TASK TO CARRY OUT: In the passage on time's reality, starting at "In the first" and ending at "to Wagner (6).", change every "Wagner" to "the author" and write out the result.

SOURCE EXTRACT:
As its title announces, Wagner's book comprises three large parts: "Dimensions of Time's Enigma", "Aristotle's Real Account of Time", and "Plotinus' Vitalistic Platonism and the Real Origins of Time". The avalanche of themes discussed can in outline be described as follows.

In the first part, roughly the "today" of time's enigma, Wagner considers the possibility of time's reality, exploring the meanings of two primary senses in which time may be said to be unreal, and the consequences they may bring to the investigation of time's reality. The first is that the concept "time" would not actually denote anything; the second, that what the term "time" denotes would not be in fact time. Through the three chapters of this part, Wagner discusses (not only, but mainly) contemporary approaches to time, especially approaches based on internalization of time and approaches based on the Theory of Relativity; also discussed is McTaggart's contribution to the philosophy of time, which has been rendered fallaciously until now as a denial of time's reality, according to Wagner (6).

DATA EXCERPTS:
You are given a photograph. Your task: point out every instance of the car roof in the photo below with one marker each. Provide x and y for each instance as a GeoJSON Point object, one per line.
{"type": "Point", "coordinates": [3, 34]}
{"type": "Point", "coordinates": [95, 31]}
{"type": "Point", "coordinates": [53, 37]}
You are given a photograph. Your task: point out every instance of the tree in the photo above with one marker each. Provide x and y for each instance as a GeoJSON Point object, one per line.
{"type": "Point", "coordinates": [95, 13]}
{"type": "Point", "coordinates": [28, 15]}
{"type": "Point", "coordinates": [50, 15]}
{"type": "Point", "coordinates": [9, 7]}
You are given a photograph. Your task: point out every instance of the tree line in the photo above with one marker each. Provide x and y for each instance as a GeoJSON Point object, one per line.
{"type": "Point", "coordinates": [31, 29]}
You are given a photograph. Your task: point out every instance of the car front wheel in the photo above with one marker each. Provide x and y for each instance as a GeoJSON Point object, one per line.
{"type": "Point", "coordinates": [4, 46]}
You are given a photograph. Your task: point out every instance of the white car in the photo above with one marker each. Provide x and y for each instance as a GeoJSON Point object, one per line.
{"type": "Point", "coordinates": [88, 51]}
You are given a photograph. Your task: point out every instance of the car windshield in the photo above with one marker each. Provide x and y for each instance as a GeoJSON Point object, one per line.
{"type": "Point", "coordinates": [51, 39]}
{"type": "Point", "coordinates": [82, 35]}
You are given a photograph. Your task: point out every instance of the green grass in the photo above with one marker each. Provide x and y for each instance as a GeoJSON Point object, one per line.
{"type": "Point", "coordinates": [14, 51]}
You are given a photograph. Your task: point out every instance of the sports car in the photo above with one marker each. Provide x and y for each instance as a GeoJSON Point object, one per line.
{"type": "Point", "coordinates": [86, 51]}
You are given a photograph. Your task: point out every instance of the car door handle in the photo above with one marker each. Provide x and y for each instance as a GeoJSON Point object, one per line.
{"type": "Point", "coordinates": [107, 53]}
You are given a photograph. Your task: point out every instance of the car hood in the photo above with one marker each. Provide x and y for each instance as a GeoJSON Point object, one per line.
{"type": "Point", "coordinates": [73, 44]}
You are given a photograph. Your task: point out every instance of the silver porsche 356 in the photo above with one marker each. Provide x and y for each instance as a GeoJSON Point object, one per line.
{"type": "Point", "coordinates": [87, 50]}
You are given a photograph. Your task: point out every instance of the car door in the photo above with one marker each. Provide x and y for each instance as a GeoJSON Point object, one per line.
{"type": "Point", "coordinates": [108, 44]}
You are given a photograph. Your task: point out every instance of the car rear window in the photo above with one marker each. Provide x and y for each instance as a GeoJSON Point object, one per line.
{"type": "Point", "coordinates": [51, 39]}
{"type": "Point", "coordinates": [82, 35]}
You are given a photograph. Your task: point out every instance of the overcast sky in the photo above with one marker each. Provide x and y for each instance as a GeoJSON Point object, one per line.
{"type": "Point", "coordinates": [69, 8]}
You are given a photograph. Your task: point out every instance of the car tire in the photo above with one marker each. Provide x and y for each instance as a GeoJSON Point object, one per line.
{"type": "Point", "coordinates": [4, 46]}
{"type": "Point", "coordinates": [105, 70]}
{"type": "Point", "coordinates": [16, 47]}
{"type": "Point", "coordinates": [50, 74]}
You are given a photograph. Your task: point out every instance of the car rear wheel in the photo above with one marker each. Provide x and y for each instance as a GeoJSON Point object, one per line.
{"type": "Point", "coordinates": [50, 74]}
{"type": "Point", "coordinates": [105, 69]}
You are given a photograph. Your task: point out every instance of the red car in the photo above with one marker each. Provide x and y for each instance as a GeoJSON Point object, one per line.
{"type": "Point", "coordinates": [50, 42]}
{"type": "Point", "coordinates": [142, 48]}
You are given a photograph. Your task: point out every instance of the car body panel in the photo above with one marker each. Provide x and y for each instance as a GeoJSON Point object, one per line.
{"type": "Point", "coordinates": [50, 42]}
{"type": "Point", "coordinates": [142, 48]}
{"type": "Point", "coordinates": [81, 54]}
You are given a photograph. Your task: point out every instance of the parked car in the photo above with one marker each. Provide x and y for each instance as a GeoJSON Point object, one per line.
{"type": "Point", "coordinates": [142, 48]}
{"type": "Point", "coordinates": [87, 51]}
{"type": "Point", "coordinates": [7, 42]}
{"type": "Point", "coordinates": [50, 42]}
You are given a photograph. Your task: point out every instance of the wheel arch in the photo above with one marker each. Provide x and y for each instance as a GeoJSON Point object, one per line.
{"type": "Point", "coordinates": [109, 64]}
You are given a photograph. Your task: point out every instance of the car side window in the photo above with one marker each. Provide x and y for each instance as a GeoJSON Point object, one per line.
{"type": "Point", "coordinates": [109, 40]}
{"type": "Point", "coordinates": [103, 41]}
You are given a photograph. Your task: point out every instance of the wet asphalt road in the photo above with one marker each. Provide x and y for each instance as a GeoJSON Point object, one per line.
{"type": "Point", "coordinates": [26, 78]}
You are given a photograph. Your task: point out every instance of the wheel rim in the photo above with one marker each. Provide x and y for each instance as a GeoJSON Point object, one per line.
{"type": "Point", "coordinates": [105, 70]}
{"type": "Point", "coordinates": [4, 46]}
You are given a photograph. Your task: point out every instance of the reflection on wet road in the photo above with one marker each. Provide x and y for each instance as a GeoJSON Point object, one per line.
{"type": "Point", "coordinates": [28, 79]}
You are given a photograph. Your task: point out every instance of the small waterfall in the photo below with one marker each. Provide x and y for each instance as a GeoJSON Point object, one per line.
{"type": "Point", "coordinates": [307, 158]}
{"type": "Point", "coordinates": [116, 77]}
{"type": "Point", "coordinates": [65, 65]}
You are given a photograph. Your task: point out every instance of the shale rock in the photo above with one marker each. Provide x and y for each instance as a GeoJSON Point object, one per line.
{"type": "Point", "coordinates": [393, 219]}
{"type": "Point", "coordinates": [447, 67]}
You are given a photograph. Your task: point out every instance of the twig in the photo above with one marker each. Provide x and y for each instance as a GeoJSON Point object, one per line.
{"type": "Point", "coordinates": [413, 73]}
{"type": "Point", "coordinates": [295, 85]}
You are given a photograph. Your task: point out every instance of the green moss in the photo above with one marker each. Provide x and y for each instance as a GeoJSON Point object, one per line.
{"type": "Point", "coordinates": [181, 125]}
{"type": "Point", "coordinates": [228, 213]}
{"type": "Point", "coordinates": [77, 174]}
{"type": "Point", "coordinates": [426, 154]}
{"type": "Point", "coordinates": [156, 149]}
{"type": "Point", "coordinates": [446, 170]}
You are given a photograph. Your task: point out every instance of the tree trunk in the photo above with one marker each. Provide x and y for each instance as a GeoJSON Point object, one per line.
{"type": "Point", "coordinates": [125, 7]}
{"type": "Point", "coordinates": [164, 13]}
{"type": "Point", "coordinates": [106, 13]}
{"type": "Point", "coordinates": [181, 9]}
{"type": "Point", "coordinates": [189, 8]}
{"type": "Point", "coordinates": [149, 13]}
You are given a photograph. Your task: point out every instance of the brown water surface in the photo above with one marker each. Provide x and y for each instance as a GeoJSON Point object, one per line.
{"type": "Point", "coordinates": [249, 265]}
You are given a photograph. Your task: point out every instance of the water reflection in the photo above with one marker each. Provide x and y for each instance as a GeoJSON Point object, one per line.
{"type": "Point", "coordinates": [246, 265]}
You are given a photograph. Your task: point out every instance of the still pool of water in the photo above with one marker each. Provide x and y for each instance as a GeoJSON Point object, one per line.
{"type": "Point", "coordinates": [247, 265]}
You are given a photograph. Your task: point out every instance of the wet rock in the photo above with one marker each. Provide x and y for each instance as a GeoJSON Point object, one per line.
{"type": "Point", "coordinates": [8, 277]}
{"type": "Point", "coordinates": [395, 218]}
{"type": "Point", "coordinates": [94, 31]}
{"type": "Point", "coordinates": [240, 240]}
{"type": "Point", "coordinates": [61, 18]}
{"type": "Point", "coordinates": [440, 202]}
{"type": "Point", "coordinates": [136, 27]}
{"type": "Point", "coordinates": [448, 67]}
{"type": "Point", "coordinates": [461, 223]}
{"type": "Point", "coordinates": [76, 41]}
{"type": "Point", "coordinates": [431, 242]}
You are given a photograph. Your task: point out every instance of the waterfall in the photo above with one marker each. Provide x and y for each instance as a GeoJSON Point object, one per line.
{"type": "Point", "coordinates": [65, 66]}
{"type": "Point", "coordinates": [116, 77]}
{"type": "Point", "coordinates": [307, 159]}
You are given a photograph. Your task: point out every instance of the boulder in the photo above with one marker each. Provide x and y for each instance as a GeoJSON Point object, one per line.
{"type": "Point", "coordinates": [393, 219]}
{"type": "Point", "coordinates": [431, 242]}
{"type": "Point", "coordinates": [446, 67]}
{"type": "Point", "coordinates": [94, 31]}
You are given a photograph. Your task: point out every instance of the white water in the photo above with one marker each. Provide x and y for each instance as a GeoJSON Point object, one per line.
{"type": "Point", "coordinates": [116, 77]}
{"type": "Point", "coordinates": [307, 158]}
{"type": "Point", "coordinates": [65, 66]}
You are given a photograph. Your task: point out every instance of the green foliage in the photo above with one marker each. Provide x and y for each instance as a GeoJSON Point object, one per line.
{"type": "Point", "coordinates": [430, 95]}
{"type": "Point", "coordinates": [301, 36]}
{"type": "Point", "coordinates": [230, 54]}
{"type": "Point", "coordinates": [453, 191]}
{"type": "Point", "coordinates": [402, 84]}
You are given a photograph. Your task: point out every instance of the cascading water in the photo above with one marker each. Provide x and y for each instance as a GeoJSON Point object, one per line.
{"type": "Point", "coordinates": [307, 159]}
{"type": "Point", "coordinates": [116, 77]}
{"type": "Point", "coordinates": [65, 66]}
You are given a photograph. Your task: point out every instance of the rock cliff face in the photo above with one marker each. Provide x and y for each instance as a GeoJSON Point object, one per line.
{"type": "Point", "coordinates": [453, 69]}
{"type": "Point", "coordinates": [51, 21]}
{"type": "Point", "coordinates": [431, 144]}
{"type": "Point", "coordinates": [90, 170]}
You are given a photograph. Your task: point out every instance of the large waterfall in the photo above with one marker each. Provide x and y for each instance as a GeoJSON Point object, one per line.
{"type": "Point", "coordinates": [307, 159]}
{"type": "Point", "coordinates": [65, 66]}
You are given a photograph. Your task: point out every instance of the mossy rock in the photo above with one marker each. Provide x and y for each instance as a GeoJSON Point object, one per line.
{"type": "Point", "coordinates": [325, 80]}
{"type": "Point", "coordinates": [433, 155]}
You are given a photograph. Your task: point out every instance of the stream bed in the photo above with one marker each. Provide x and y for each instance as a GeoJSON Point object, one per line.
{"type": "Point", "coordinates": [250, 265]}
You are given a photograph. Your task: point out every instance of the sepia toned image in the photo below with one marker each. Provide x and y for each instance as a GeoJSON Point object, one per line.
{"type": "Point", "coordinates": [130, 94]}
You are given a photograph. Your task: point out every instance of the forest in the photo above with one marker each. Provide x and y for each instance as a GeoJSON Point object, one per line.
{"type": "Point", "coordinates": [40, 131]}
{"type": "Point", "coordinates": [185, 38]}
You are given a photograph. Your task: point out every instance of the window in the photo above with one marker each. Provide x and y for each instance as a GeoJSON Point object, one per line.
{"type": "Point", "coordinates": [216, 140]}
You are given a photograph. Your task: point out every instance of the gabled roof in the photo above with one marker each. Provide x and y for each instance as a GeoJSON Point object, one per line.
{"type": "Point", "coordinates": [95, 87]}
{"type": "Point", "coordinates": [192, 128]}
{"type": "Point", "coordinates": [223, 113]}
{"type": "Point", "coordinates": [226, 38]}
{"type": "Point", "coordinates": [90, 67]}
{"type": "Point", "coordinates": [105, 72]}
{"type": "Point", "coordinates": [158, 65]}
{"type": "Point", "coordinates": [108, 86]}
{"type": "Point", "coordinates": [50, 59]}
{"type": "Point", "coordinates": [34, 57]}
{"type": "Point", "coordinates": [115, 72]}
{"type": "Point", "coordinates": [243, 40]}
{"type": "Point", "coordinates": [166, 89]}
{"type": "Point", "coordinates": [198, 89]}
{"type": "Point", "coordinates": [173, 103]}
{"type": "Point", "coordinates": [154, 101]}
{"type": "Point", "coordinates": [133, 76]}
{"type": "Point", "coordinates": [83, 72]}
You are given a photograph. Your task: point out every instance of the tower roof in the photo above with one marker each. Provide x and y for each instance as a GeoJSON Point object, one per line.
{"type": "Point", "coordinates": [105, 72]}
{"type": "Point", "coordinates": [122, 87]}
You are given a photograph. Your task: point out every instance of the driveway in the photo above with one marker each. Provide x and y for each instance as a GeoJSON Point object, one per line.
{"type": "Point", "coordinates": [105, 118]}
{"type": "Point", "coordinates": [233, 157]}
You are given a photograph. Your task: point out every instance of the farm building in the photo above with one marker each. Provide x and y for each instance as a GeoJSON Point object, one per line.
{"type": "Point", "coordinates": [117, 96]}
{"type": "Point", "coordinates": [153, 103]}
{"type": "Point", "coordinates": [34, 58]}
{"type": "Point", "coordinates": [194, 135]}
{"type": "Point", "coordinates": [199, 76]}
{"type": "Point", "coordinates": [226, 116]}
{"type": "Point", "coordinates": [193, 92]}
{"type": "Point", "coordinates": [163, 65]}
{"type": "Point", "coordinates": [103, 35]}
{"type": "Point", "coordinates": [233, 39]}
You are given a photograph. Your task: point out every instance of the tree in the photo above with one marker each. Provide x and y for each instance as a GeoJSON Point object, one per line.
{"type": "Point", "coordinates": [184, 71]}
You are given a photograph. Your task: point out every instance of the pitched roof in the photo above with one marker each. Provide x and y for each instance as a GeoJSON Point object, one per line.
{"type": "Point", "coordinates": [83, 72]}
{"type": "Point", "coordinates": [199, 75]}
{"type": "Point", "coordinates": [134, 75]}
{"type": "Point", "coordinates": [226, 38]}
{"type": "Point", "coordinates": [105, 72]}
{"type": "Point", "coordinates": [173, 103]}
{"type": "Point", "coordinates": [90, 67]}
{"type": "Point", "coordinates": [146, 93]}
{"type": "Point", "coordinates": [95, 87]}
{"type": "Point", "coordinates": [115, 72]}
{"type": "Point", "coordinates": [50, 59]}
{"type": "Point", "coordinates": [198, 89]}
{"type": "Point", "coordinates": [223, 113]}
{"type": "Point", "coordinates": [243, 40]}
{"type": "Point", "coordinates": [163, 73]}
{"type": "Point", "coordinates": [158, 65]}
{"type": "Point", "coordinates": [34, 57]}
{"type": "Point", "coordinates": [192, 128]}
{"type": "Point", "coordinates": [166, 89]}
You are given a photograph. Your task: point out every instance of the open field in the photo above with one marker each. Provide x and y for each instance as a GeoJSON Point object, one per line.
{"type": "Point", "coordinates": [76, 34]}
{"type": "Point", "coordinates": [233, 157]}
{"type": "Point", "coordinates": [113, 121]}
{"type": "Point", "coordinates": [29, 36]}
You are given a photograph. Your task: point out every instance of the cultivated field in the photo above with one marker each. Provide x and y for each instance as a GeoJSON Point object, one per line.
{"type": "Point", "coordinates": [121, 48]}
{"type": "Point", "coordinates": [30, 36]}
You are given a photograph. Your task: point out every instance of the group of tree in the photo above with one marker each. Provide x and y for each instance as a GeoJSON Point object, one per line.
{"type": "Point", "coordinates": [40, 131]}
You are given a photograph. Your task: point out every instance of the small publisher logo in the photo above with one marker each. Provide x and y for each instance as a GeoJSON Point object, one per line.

THE REPLY:
In the first part, roughly the "today" of time's enigma, the author considers the possibility of time's reality, exploring the meanings of two primary senses in which time may be said to be unreal, and the consequences they may bring to the investigation of time's reality. The first is that the concept "time" would not actually denote anything; the second, that what the term "time" denotes would not be in fact time. Through the three chapters of this part, the author discusses (not only, but mainly) contemporary approaches to time, especially approaches based on internalization of time and approaches based on the Theory of Relativity; also discussed is McTaggart's contribution to the philosophy of time, which has been rendered fallaciously until now as a denial of time's reality, according to the author (6).